§ Domande sul materiale
(A) Indica dove ha dovuto trascorrere l'estate Silvio Berlusconi secondo il brano su Berlusconi e Renzi.
(B) Riprendi il brano su Berlusconi e Renzi e continualo a partire dalla sua ultima frase.

§ Brano del documento
#####

Di tutte le pene accessorie che potevano inventarsi, i giudici che hanno condannato Silvio Berlusconi gli hanno applicato la più perfida. L’estate ad Arcore. Niente di peggio per il Cavaliere abituato alle feste di Villa Certosa in Sardegna e alle spiagge da sogno delle Bermuda. Quest’anno, invece, gli è toccato restare al fresco (visto il clima) nel cuore della Brianza, lontano dal gossip ma anche dal cuore pulsante della politica romana. Che cos’è mai il capo di Forza Italia oggi, senza gossip e senza frequentazioni dei palazzi del potere? È un politico dimezzato anche nei voti che però tenta di fare ciò che gli avversari hanno accuratamente evitato nel ventennio berlusconiano: approfittare dei suoi lati deboli. La sinistra ha demolito il Cavaliere per via giudiziaria, non politica; non è mai riuscita a contrapporgli un credibile progetto alternativo; quando ha vinto le elezioni, vi è riuscita con alleanze simili ad armate brancaleone e per qualche pugno di voti. Ma per prendere il suo posto c’è voluto altro, cioè l’intervento del terzo potere.

Ora il segretario del Pd è pure capo del governo, cosa sfuggita sia a Veltroni sia a Bersani. Ha incassato un successo storico alle elezioni europee. Eppure l’esecutivo arranca, decide poco, è paralizzato dall’arroganza accentratrice del suo numero 1 e dalla pochezza del suo staff. Sel, con cui Bersani ha conquistato la maggioranza alla Camera ma non al Senato, vota sistematicamente contro il Pd. Il Ncd, che sarebbe la seconda gamba del tavolo di Renzi, è una bolla di sapone. L’Udc e Scelta civica sono bolle già scoppiate. I grillini dialogano soltanto con i tagliagole jihadisti dell’Isis. Al Pd, insomma, non resta che Silvio Berlusconi. Esempio da manuale di eterogenesi dei fini: dovevano farlo fuori per prenderne il posto, e ora per restarci devono tenerselo buono.

Ma il Cavaliere adotta la tecnica opposta a quella usata nel suo ventennio. Non delegittima l’avversario, non lo critica neppure quando sarebbe sacrosanto: se Silvio si fosse fatto i selfie sotto i gavettoni gelati o nelle missioni-lampo sui teatri di guerra, sarebbe stato impalato dai media. A Renzi invece tutto è concesso, anche da Berlusconi. In politica estera non si combina nulla? Colpa dell’Europa. Le riforme vanno a rilento? Colpa delle burocrazie ministeriali che si oppongono al cambiamento. La ripresa non arriva? Colpa delle tasse imposte da Monti e Letta.

#####

§ Dati in ingresso
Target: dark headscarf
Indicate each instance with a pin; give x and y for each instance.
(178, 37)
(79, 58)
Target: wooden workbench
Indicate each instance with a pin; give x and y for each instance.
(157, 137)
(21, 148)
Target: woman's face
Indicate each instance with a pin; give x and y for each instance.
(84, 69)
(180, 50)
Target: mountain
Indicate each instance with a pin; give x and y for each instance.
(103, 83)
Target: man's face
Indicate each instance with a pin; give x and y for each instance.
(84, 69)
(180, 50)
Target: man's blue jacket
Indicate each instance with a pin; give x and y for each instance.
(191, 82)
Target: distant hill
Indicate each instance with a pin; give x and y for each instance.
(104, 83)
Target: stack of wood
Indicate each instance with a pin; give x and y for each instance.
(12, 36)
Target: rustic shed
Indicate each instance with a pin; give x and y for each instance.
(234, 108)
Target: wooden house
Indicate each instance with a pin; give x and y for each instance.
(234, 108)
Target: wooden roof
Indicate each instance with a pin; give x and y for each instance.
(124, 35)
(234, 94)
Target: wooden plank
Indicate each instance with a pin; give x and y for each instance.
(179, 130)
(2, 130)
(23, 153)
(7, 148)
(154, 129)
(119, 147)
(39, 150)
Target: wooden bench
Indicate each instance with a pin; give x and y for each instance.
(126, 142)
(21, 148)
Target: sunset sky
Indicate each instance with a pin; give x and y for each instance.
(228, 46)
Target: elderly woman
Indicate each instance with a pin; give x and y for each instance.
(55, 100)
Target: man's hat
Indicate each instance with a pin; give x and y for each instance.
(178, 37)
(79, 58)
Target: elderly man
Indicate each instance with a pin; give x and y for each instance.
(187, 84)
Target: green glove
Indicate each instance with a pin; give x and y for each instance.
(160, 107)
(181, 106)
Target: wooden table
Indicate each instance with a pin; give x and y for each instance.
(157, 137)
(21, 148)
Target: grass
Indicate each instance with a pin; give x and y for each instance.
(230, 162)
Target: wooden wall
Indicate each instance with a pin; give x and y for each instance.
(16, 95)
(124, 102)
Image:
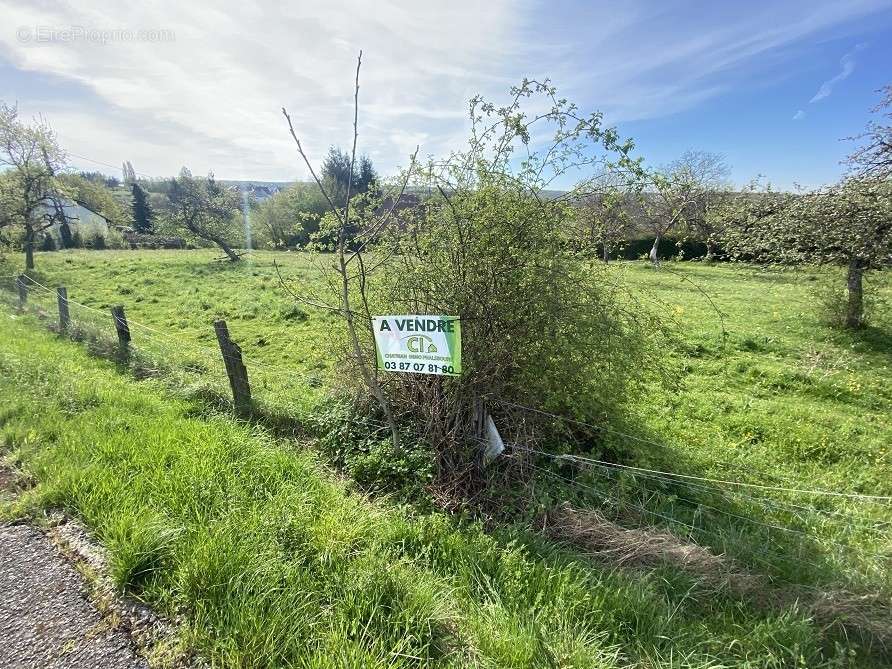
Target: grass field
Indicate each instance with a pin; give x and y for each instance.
(240, 530)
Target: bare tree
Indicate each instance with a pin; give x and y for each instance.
(706, 175)
(685, 193)
(353, 236)
(874, 158)
(206, 209)
(32, 194)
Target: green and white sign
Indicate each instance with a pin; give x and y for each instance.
(418, 344)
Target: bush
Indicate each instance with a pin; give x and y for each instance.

#####

§ Risposte
(A) Ad Arcore, nel cuore della Brianza.

(B)
La lunga estate al fresco di Arcore serve al Cav per preparare non la nuova «traversata del deserto», ma la definizione di una nuova immagine. Invece che andare a farsi spianare le rughe o piantare la nuova capigliatura, Berlusconi fa un lifting politico, cancella pretese ad personam e si ripresenta con una faccia rassicurante, l’argine agli estremismi di Sel e M5S, il puntello più solido dei partitini centristi, più concreto con le sue «agende» peraltro non richieste: su tutte, l’agenda economica e quella della giustizia. Perché il Cavaliere non è come i grillini che urlacchiano senza proporre: lui ha ricette sicure. Giù le tasse, nuovo mercato del lavoro e soprattutto ramazza con la magistratura.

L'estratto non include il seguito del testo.